• Your assignment
Set down all of the records exactly.

============================================================

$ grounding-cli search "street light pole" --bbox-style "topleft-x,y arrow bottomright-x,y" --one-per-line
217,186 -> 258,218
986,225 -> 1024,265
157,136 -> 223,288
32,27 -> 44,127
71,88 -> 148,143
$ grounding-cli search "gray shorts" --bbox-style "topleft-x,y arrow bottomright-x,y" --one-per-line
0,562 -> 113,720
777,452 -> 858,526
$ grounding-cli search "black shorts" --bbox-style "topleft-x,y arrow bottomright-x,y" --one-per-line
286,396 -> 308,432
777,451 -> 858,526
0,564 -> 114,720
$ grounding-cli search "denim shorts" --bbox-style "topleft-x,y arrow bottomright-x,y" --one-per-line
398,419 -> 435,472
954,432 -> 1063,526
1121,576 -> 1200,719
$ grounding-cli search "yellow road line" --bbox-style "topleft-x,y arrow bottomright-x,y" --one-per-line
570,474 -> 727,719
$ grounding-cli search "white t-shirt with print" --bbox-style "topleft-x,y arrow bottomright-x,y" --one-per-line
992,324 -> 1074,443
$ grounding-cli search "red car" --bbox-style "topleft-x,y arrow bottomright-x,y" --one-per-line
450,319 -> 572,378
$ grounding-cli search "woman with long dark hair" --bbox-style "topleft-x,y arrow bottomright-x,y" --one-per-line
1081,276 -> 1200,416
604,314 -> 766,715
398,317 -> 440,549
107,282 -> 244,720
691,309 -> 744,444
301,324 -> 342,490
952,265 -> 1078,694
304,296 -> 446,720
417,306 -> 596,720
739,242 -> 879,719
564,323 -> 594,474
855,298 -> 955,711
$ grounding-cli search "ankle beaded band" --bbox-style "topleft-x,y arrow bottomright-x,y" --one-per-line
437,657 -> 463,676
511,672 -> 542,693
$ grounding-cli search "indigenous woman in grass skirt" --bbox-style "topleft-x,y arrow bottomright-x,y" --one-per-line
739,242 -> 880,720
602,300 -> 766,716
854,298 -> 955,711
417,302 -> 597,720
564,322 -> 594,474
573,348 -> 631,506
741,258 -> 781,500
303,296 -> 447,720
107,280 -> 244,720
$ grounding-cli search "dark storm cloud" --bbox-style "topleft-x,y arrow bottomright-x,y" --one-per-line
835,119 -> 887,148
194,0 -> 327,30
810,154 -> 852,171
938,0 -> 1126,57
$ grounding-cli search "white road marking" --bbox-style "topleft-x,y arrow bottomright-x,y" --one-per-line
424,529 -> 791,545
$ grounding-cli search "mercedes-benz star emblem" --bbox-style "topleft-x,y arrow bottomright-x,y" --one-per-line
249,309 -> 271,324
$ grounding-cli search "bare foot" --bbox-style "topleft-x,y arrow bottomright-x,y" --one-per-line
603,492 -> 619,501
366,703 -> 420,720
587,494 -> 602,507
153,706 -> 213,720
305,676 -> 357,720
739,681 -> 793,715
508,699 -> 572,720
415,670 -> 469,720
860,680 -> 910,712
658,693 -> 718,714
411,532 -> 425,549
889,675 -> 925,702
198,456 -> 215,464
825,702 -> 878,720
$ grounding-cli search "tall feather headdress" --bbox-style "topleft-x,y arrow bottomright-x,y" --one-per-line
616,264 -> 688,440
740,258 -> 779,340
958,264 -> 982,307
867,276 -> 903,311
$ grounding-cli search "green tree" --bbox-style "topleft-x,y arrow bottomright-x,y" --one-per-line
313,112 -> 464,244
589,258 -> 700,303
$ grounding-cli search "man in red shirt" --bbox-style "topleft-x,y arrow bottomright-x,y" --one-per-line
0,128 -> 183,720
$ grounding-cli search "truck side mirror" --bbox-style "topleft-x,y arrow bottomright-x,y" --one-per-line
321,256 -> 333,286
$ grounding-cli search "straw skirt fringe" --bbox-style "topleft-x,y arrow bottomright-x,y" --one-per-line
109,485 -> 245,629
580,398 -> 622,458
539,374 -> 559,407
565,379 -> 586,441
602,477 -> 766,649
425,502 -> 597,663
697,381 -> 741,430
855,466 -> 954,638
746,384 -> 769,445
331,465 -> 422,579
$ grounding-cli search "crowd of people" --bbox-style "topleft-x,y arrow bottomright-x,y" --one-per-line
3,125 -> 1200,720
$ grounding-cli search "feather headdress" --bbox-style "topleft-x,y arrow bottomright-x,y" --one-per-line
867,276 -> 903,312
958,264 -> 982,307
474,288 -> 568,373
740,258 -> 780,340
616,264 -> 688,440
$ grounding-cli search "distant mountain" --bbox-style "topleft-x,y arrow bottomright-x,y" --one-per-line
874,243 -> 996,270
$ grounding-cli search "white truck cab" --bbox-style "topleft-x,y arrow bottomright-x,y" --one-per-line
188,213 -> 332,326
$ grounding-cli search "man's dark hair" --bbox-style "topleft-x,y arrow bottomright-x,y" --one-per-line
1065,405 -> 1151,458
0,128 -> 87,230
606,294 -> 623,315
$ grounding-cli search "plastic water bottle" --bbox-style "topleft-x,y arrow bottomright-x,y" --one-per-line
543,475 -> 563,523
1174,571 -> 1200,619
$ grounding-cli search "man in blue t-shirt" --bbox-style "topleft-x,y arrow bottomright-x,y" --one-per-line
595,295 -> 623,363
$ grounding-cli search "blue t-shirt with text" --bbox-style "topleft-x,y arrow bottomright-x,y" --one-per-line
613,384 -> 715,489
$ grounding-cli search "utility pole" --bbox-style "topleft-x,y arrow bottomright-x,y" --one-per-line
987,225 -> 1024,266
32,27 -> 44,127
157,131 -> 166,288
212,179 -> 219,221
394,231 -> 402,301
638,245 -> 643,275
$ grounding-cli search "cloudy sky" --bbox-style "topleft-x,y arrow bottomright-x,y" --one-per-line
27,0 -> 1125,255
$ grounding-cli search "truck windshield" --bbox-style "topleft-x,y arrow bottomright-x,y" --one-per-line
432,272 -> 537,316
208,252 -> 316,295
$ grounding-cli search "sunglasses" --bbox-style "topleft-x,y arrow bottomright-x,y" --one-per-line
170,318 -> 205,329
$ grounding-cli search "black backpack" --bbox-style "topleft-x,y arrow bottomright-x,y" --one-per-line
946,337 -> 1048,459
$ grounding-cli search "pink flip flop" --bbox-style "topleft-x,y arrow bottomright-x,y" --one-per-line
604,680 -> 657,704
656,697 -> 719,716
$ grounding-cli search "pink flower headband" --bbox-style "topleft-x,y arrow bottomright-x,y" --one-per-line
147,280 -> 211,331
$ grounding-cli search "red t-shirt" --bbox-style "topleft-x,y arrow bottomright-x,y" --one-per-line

============================================================

• Output for this exercise
$ grounding-cli search "street light pole" --bbox-style "topleft-x,y arrow bottomright-x,y" --one-per-line
217,186 -> 258,218
986,225 -> 1024,265
157,136 -> 223,288
32,27 -> 44,127
71,88 -> 148,143
$ grounding-cli search "gray shorts" --bbox-style "topleft-x,y arrow bottomright-x,y" --one-per-line
0,562 -> 113,720
777,452 -> 858,526
$ grounding-cli search "black shorts" --bbox-style "topleft-x,y arrow bottomright-x,y" --one-per-line
286,396 -> 308,432
777,451 -> 858,526
0,564 -> 114,720
$ grounding-cli search "denim shorts" --bbox-style "topleft-x,y arrow bottomright-x,y" --one-per-line
398,419 -> 435,472
954,432 -> 1063,526
1121,576 -> 1200,719
$ grounding-cli search "yellow road line" --bbox-style "topleft-x,y arrow bottomright-x,y" --one-per-line
570,474 -> 727,719
$ grounding-cli search "white t-shirt with print" --bbox-style "topleft-x,y arrow bottomright-x,y" --one-per-line
992,324 -> 1074,443
$ grounding-cli search "red car" --bbox-style "topleft-x,y arrow bottomright-x,y" --one-per-line
450,319 -> 572,378
$ grounding-cli search "woman with long dark hair" --bbox-style "topleft-x,y arrow bottomright-x,y" --one-per-line
1081,276 -> 1200,416
604,314 -> 766,715
398,317 -> 440,549
107,282 -> 244,720
691,309 -> 744,444
301,324 -> 342,490
952,265 -> 1078,694
304,296 -> 446,720
417,306 -> 596,720
739,242 -> 879,719
564,323 -> 594,474
855,298 -> 955,711
$ grounding-cli search "ankle beaded band" --bbox-style "topleft-x,y arrow bottomright-x,y" --one-per-line
437,657 -> 463,676
511,672 -> 542,693
$ grounding-cli search "indigenous woman in grass skirt" --bbox-style "topleft-x,y arrow bottomright-x,y" --one-per-line
739,242 -> 880,720
602,300 -> 766,716
854,298 -> 955,711
417,302 -> 597,720
564,322 -> 594,474
573,348 -> 631,506
741,258 -> 781,500
303,296 -> 447,720
107,280 -> 244,720
$ grounding-cli search "dark storm cloud" --bbox-style "topleft-x,y arrow bottomright-x,y" --one-per-line
835,119 -> 887,148
194,0 -> 327,30
810,154 -> 852,171
938,0 -> 1126,57
$ grounding-cli search "white road marking" --bbox-style "topleft-x,y arrow bottomright-x,y" --one-per-line
424,529 -> 791,545
$ grounding-cli search "mercedes-benz star emblem" --bbox-style "topleft-x,y arrow bottomright-x,y" --one-per-line
249,309 -> 271,324
$ grounding-cli search "bare foot" --bbox-style "topleft-x,y arrow bottomright-x,y" --one-per-line
603,492 -> 619,501
366,703 -> 420,720
587,494 -> 602,507
153,706 -> 213,720
305,676 -> 357,720
739,681 -> 793,715
508,699 -> 572,720
415,670 -> 469,720
860,680 -> 910,712
658,693 -> 718,714
411,532 -> 425,549
889,675 -> 925,702
198,456 -> 215,464
825,702 -> 878,720
$ grounding-cli search "tall feather headdress" --bbox-style "topleft-x,y arrow bottomright-x,y" --one-per-line
616,264 -> 688,440
740,258 -> 779,340
958,264 -> 982,307
867,276 -> 903,311
$ grounding-cli search "green tree" --bbox-style "topleft-x,y arrow bottomright-x,y" --one-per-line
313,112 -> 464,244
589,258 -> 700,303
$ grounding-cli search "man in red shirt" --bbox-style "topleft-x,y arrow bottomright-x,y" --one-per-line
0,128 -> 183,720
$ grounding-cli search "truck side mirror" --bbox-style "topleft-x,y arrow bottomright-x,y" --one-per-line
321,256 -> 333,286
$ grounding-cli search "straw skirt fringe" --bbox-style "topleft-x,y arrow bottomright-x,y" --one-per-line
109,485 -> 245,629
580,398 -> 622,458
539,374 -> 559,407
565,379 -> 586,441
602,477 -> 766,649
425,502 -> 597,663
697,381 -> 741,430
855,466 -> 954,638
746,384 -> 769,445
331,465 -> 422,579
$ grounding-cli search "crowd of people" --bbox-style "topleft-x,y arrow bottomright-x,y" --one-per-line
3,125 -> 1200,720
$ grounding-cli search "feather headdress" --bbox-style "topleft-x,y arrow bottomright-x,y" --one-per-line
867,276 -> 903,312
958,264 -> 982,307
474,288 -> 568,373
740,258 -> 780,340
616,264 -> 688,440
$ grounding-cli search "distant mountain" --bbox-style "topleft-x,y arrow bottomright-x,y" --one-per-line
874,243 -> 996,270
$ grounding-cli search "white truck cab" --bbox-style "topleft-x,y arrow bottomright-x,y" --one-per-line
188,213 -> 332,326
$ grounding-cli search "man's dark hair" --bbox-style "topleft-x,y arrow bottomright-x,y" --one-per-line
1065,405 -> 1151,458
0,128 -> 87,230
606,294 -> 623,315
$ grounding-cli search "plastic water bottle" --bbox-style "topleft-x,y arrow bottomright-x,y" --one-per-line
543,475 -> 563,523
1174,571 -> 1200,619
$ grounding-cli search "man in blue t-shirt" --bbox-style "topleft-x,y arrow bottomright-x,y" --one-per-line
595,295 -> 623,363
$ grounding-cli search "blue t-shirt with text" --bbox-style "topleft-x,y arrow bottomright-x,y" --one-per-line
613,384 -> 715,489
$ grounding-cli search "utility pole" --bbox-style "topleft-x,y arrow bottomright-x,y" --one-per-line
987,225 -> 1024,266
32,27 -> 44,127
157,131 -> 166,288
212,179 -> 219,221
394,231 -> 402,301
638,245 -> 643,275
$ grounding-cli search "cloudy sky" --bbox-style "topleft-x,y arrow bottomright-x,y" --one-per-line
27,0 -> 1125,255
$ grounding-cli search "truck windshield" --bbox-style "topleft-x,y arrow bottomright-x,y" --one-per-line
432,272 -> 537,316
208,252 -> 316,295
$ grounding-cli search "sunglasses" --bbox-style "topleft-x,y arrow bottomright-x,y" --one-per-line
170,318 -> 205,329
$ grounding-cli search "black backpack" --bbox-style "topleft-x,y arrow bottomright-x,y" --one-per-line
946,337 -> 1048,459
$ grounding-cli search "pink flip flop" --bbox-style "topleft-x,y arrow bottomright-x,y" --one-per-line
604,680 -> 657,704
656,697 -> 719,716
$ grounding-cli search "pink flower headband" --bbox-style "topleft-x,y arrow bottomright-x,y" --one-per-line
147,280 -> 211,331
$ grounding-cli search "red t-shirt" --bbox-style "topleft-x,y arrow bottomright-x,y" --one-per-line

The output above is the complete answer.